● ENTRIES SUPPLIED:
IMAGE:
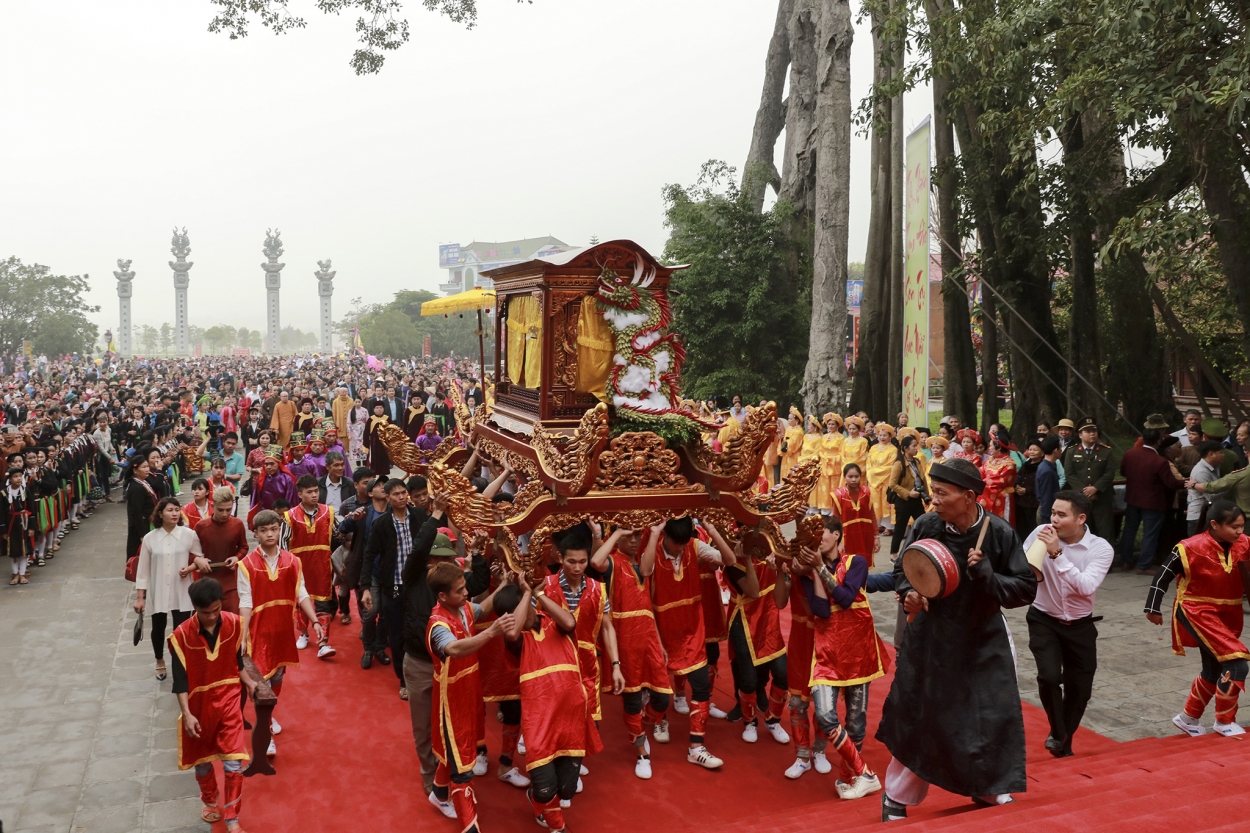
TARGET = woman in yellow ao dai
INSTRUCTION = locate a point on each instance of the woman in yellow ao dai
(880, 462)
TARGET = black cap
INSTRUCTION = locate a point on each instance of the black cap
(960, 473)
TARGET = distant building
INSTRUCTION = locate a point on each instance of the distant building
(465, 263)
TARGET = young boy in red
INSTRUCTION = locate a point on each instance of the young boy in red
(270, 589)
(456, 693)
(206, 653)
(311, 532)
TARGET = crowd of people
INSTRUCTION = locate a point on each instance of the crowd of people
(293, 509)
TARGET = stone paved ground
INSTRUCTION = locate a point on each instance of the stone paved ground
(89, 742)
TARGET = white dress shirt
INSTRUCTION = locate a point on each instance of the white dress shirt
(1071, 578)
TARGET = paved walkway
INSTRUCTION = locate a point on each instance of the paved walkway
(90, 742)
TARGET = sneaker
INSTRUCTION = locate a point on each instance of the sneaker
(863, 786)
(515, 778)
(701, 757)
(1191, 727)
(446, 808)
(798, 768)
(776, 731)
(643, 768)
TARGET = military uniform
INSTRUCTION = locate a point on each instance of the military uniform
(1085, 468)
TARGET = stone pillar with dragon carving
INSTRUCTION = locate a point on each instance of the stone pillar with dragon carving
(325, 289)
(180, 248)
(124, 277)
(273, 250)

● EXERCISE DIRECTIONS: Put every line of the items above into a numbered list, dropping any blank lines and leaving out the pictures.

● EXERCISE RESPONSE:
1. IMAGE:
2. TARGET = woman in yellow ao dai
3. INSTRUCTION = locate a point on each instance of the woman in yellow ao dai
4. (880, 462)
5. TARGET = black cap
6. INSTRUCTION = locate a point on each instance of the black cap
7. (960, 473)
8. TARGET = distant building
9. INSTRUCTION = locate a point on each instance of the distant building
10. (465, 263)
11. TARGET = young boy in red
12. INSTRUCTION = locate a point on each instance of the young boy in red
13. (270, 589)
14. (456, 693)
15. (206, 653)
16. (311, 532)
17. TARGET = crowd of people
18. INSTRUCTION = locate a point on each instance of the crowd of people
19. (293, 509)
20. TARGET = stone paved ground
21. INSTRUCTION = locate a point on each instance of the stone paved ground
22. (89, 742)
23. TARGET = white dress shirt
24. INSTRUCTION = locate a point on each instance of the white dress shirt
25. (1071, 578)
26. TARGET = paved walkway
27. INSTRUCTION = locate a point on each instance of the paved walkway
28. (90, 742)
29. TARGET = sneaker
30. INSTRUCTION = locate a point on each instance of the sneaker
31. (863, 786)
32. (515, 778)
33. (701, 757)
34. (1191, 727)
35. (446, 808)
36. (798, 768)
37. (776, 731)
38. (643, 768)
39. TARGET = military uniform
40. INSTRUCTION = locate a point on each instance of the military uniform
41. (1085, 468)
42. TARGET = stone pillar with dragon carving
43. INSTRUCTION = locate a point on each instance of the stone pillar with dragon carving
44. (325, 289)
45. (180, 248)
46. (124, 277)
47. (273, 250)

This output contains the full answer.